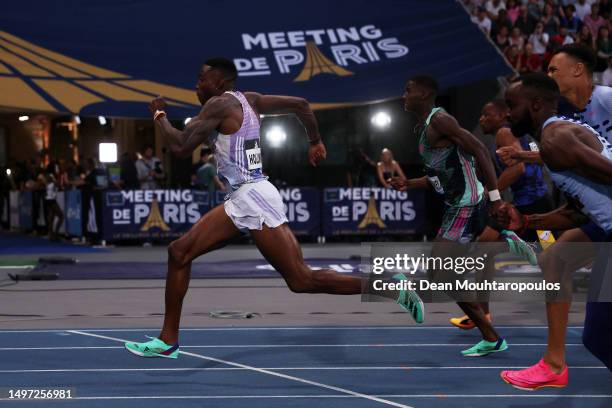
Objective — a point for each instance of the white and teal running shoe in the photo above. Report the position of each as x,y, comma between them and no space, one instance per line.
153,348
410,301
484,347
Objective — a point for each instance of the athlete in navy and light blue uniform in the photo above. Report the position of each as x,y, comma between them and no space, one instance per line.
580,162
572,68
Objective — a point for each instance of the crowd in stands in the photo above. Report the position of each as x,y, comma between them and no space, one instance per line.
528,32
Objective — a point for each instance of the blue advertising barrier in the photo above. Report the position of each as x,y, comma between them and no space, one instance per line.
372,211
303,209
159,214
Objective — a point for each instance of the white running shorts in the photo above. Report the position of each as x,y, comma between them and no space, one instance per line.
256,204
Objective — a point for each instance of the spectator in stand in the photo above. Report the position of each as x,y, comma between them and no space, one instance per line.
604,48
585,37
150,170
550,20
539,40
530,62
517,39
534,10
513,10
493,7
569,20
594,21
583,9
502,39
482,21
563,37
513,55
361,169
502,20
607,75
525,22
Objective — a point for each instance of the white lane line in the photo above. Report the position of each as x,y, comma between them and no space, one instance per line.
440,396
373,345
263,371
449,327
342,368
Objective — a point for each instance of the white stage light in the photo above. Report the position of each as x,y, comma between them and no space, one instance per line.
108,152
276,136
381,120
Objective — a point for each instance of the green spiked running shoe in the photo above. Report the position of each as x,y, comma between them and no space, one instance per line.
153,348
519,247
484,347
410,301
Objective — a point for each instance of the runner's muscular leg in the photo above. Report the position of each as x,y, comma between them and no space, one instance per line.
558,262
211,232
280,248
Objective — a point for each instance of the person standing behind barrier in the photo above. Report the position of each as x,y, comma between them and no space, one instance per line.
129,173
150,170
206,175
388,168
52,208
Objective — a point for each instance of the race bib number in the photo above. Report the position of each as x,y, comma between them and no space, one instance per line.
253,154
435,182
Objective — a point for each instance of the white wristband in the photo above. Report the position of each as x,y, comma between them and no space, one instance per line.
494,195
158,113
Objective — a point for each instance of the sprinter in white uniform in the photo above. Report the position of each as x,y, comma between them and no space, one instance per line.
229,123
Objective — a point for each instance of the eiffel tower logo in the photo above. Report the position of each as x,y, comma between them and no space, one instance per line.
317,63
155,219
371,216
67,85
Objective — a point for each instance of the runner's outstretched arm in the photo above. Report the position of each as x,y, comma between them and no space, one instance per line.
271,104
182,143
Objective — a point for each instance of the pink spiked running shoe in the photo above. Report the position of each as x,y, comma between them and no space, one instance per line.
536,377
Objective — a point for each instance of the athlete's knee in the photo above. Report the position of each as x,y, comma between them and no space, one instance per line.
177,254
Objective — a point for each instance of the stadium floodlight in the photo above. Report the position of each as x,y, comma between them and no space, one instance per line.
276,136
107,152
381,120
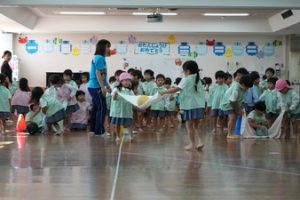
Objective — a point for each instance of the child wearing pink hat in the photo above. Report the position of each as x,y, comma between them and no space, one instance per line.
121,112
289,103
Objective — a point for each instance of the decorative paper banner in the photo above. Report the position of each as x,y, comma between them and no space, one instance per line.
252,49
32,47
48,46
202,49
159,48
142,101
122,48
219,49
184,49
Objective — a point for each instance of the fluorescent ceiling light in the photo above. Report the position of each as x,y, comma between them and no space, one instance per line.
80,13
227,14
151,13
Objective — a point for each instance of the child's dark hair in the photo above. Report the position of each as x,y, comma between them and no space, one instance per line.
270,69
243,71
177,80
36,95
260,105
23,85
130,70
254,75
192,66
55,79
273,80
228,76
68,72
246,81
137,73
219,74
79,92
112,79
168,81
150,72
160,76
118,72
2,79
86,74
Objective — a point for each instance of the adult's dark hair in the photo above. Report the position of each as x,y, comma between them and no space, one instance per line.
101,47
192,66
23,85
260,105
6,53
270,69
246,81
273,80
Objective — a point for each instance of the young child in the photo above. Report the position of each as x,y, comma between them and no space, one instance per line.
4,103
121,111
270,97
214,100
35,116
21,98
85,77
231,103
51,107
252,95
170,105
67,96
158,109
257,119
289,103
79,119
192,103
54,83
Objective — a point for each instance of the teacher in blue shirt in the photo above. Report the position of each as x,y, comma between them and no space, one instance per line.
97,87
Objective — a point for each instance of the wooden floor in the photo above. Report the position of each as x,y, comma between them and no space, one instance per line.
78,166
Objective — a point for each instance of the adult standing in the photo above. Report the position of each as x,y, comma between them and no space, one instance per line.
5,68
96,87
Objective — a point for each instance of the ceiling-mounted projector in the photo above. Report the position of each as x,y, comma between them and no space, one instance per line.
155,17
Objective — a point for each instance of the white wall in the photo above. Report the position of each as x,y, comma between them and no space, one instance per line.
35,66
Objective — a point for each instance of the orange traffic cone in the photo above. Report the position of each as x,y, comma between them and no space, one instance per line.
21,124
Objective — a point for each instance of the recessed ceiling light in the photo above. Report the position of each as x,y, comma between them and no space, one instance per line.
227,14
150,13
80,13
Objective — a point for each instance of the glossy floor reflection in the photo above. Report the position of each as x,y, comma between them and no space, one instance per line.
78,167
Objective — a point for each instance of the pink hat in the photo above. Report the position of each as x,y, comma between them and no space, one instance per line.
281,84
125,76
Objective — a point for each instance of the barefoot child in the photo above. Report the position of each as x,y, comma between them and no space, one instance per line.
192,103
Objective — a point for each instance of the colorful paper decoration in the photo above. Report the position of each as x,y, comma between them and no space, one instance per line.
228,53
85,47
132,39
23,40
210,43
48,46
184,49
75,51
32,47
251,49
171,39
219,49
277,43
66,47
201,49
269,49
158,48
122,48
238,49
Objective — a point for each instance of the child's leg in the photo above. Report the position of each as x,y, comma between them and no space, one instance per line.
231,125
190,130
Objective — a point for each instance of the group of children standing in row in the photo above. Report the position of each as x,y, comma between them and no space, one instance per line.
64,105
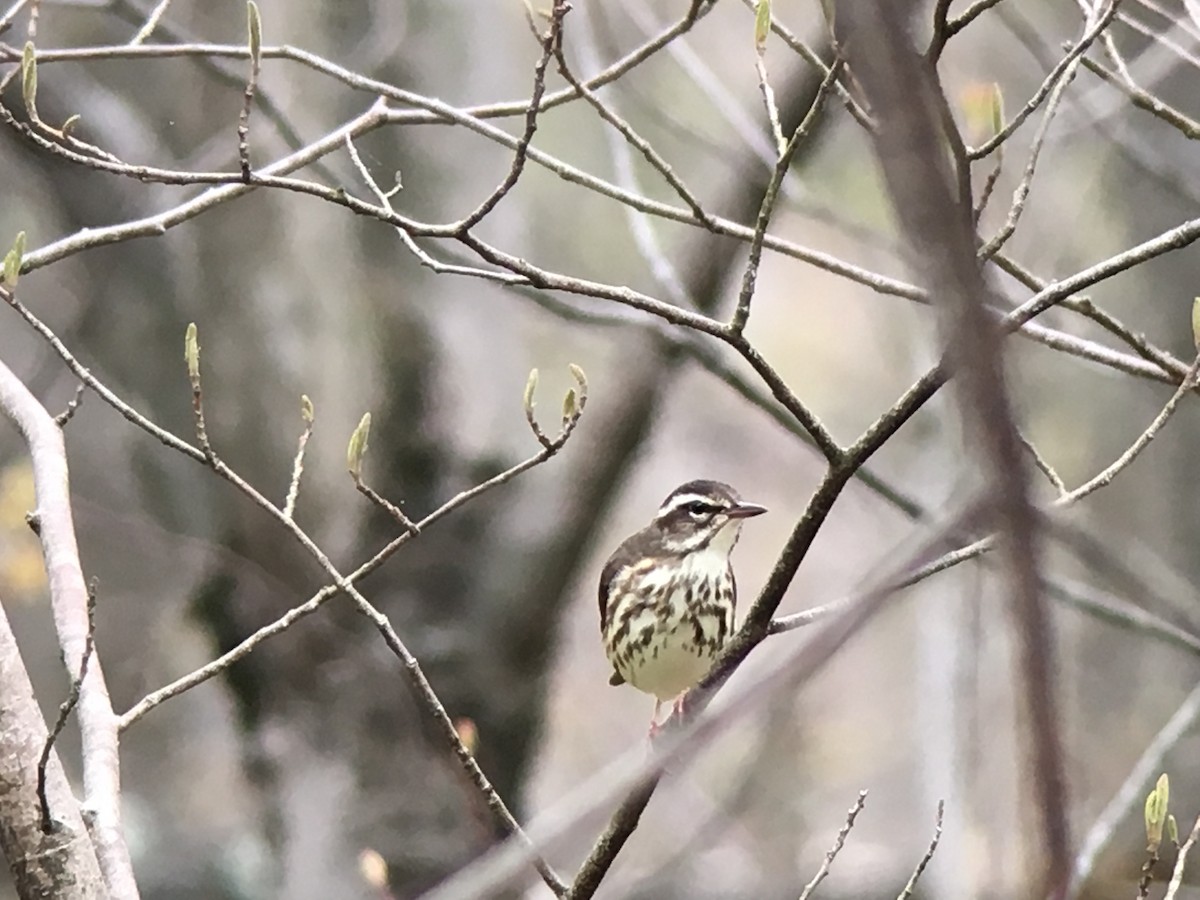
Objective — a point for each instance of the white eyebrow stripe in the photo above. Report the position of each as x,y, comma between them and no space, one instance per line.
683,499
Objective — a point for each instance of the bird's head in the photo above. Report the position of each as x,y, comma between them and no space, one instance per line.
702,515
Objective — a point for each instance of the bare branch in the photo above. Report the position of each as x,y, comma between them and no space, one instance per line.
65,711
929,855
69,600
835,849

•••

• **TRY IT**
Give the listing above again in its entirety, exactly as written and free of images.

• **OUTPUT**
Objective — a point for each instance of the white and teal running shoe in the photo above. Report the position of each as x,y, comma between them and no space, one instance per line.
153,348
410,301
484,347
Objective — a point for each instance of the athlete in navy and light blue uniform in the photo above. Report the position of each as x,y, comma between them and no space, one instance per line.
580,162
572,68
Objective — a point for each instance of the crowd in stands in the photo above. Report the position of each as x,y, comma between them and no space, one instance per line.
528,32
Objective — a point for each instance of the blue advertising barrier in the photo above. Report the position of each as x,y, comma between them and no space, one instance per line.
372,211
303,209
159,214
Objective — a point for each instance of the white running shorts in the photo above. Report the position of each as x,y, comma between them and no space, one instance per line.
256,204
Objective — a point for each instance of the spectator in stand in the photo above. Report the position of each as x,y, comma between them and no space, one instance per line.
604,48
585,37
150,170
550,20
539,40
530,62
517,39
534,10
513,10
493,7
569,20
594,21
583,9
502,39
482,21
563,37
513,55
361,169
502,20
607,75
525,22
Objective — a point for each instance of the white lane line in the photo above. Report the position of each as x,y, comma between them and no space, one instance per line.
440,396
373,345
263,371
449,327
342,368
Objective — a point for each instance of the white stage light in the photo above. Report the position of each as x,y, comma between them and no space, one instance per line.
108,152
276,136
381,120
Objective — a point for each instance of the green spiked running shoe in the photo above. Report the position of each as x,y, comma between them and no space, one instance per line.
153,348
519,247
484,347
410,301
Objective — a point for each instance of the runner's muscular leg in the photo above. Report the position of each as x,y, comma between them and no space, one instance per line.
558,262
211,232
280,248
Objective — a point for each instance of the person standing behind barrier in the photo above. Report the position of each as x,y, comma between them and no space, one instance per line.
129,173
150,170
206,175
388,168
52,208
Objective — a point for each instance of the race bib number in the photo above. Report the position of each as x,y, comma between them and no space, one instance per line.
253,154
435,182
Objective — a point for each instance of the white wristband in the photo above. Report the position of each as x,y, comma between them and no space, one instance per line.
494,195
158,113
Objective — a point for each instance of the sprinter in white uniform in the photo above. Report the position of each as x,y, comma between them and no space, one instance per line.
229,123
Objective — a point for each instance of the eiffel tower logo in the photo above. Report the position of each as x,y, comma between them and no space, one instance per line.
317,63
155,219
371,216
67,85
Objective — a point for each instance of the runner's outstretched arm in the photo above. Report the position of each as x,y, comma between them and no space, one instance per line.
271,104
182,143
Objective — a point for each instance of the pink spiked running shoe in the photo above. Report the position of each as x,y, comma between them and no space, one instance per line.
536,377
Objective — a point for each instance of the athlete's knee in the photo above. Report the position of each as x,y, comma between them and no space, one instance per line.
177,254
Objective — a point for each instance of the stadium floodlight in the photo above. Report the position of each as x,y, comma between them and no space, one instance per line.
276,136
107,152
381,120
Objective — a point for each instance of the child wearing pink hat in the photo above. Report the position of each as x,y, comma between them and no space, one instance per line.
121,112
289,103
Objective — a point for each instance of the decorative paper banner in the photo above. Report the position of each as x,y, comma between them and no space, one instance per line.
252,49
32,47
48,46
202,49
159,48
142,101
122,48
219,49
184,49
Objective — a point for each instance of the fluorescent ceiling light in the photo above. Report the position of each as x,y, comma between them and no space, one instance per line.
80,13
227,14
151,13
Objective — a point for each instance of the child's dark hair in the photo above. Report the position of each as x,y, comma between them and no space, one instance per line.
270,69
243,71
177,80
36,95
260,105
23,85
130,70
254,75
192,66
55,79
273,80
228,76
68,72
246,81
137,73
219,74
79,92
112,79
168,81
150,72
160,76
118,72
2,79
86,74
Objective — a point for each instance of the adult's dark hair in the photo above. Report the position of each as x,y, comma between them and no space, one instance per line.
101,47
192,66
23,85
260,105
6,53
270,69
246,81
273,80
Objective — a point for each instance of the young child in the photo above. Report the position of each as x,y, comma between them and no space, one instance per line.
4,103
121,111
270,97
214,100
35,116
21,98
85,77
231,103
51,107
252,95
170,105
67,96
158,109
257,119
289,103
79,119
192,103
54,83
Objective — a point for each instance of the teacher in blue shirt in the photo above. Report the position of each as x,y, comma between them and no space, one instance per line.
97,87
Objective — a point for each instance of the wooden floor in the photo above. Report the position of each as x,y, comma between them and no space, one instance per line.
78,166
Objective — a point for each instance of the adult standing in the photo above. Report the position of each as x,y, comma between them and no space, one instance per line.
5,68
96,87
Objective — a point for each instance of the ceiling-mounted projector in the photo above. Report the position of each as x,y, comma between them and no space, one instance per line.
155,17
Objective — a point for each instance of the white wall in the photo above. Report the position of each as x,y, comma between them and no space, one instance per line.
35,66
Objective — a point for each instance of the orange traffic cone in the photo above. Report the position of each as x,y, comma between them and no space, one instance per line.
21,124
Objective — a point for each instance of the recessed ceiling light in the photo above. Report the position of each as x,y, comma between them and no space, one instance per line.
227,14
150,13
80,13
Objective — a point for each instance of the glossy floor reflection in the photo above. Report the position of each as x,y, comma between them and no space, one instance per line.
78,167
Objective — a point for each instance of the pink hat in the photo above. Report the position of each as x,y, comma between them and no space, one instance per line.
281,84
125,76
Objective — a point for each instance of the barefoot child in the photo above. Report the position of each as x,y, comma between them and no space, one instance per line.
192,103
Objective — a point for each instance of the colorful paper decoration in the photo above. Report the position of each as x,y, comma between them and no space, one instance per line.
228,53
85,47
132,39
23,40
210,43
48,46
184,49
75,51
32,47
251,49
171,39
219,49
277,43
66,47
201,49
269,49
158,48
122,48
238,49
Objective — a point for each instance of the child's leg in the photo above. Report the position of each as x,y, comma between them and no space, one instance per line.
231,125
190,130
Objective — a point for each instance of the group of children standing in row in the photo above. Report the position of each as x,y, comma between them and no space, one instance per line.
64,105
Objective — a point for each instance of the white eyebrow stripe in the photo above. Report the position of each as x,y, comma between them and no space, one instance per line.
683,499
Objective — a point for each instance of the bird's head in the photo above. Report the position of each as x,y, comma between them and no space, one instance per line.
702,515
Objective — a point for each instance of the bare branch in the photo above. Report the position of each as x,y, comma between them and no space, one instance per line.
65,711
929,855
69,600
835,849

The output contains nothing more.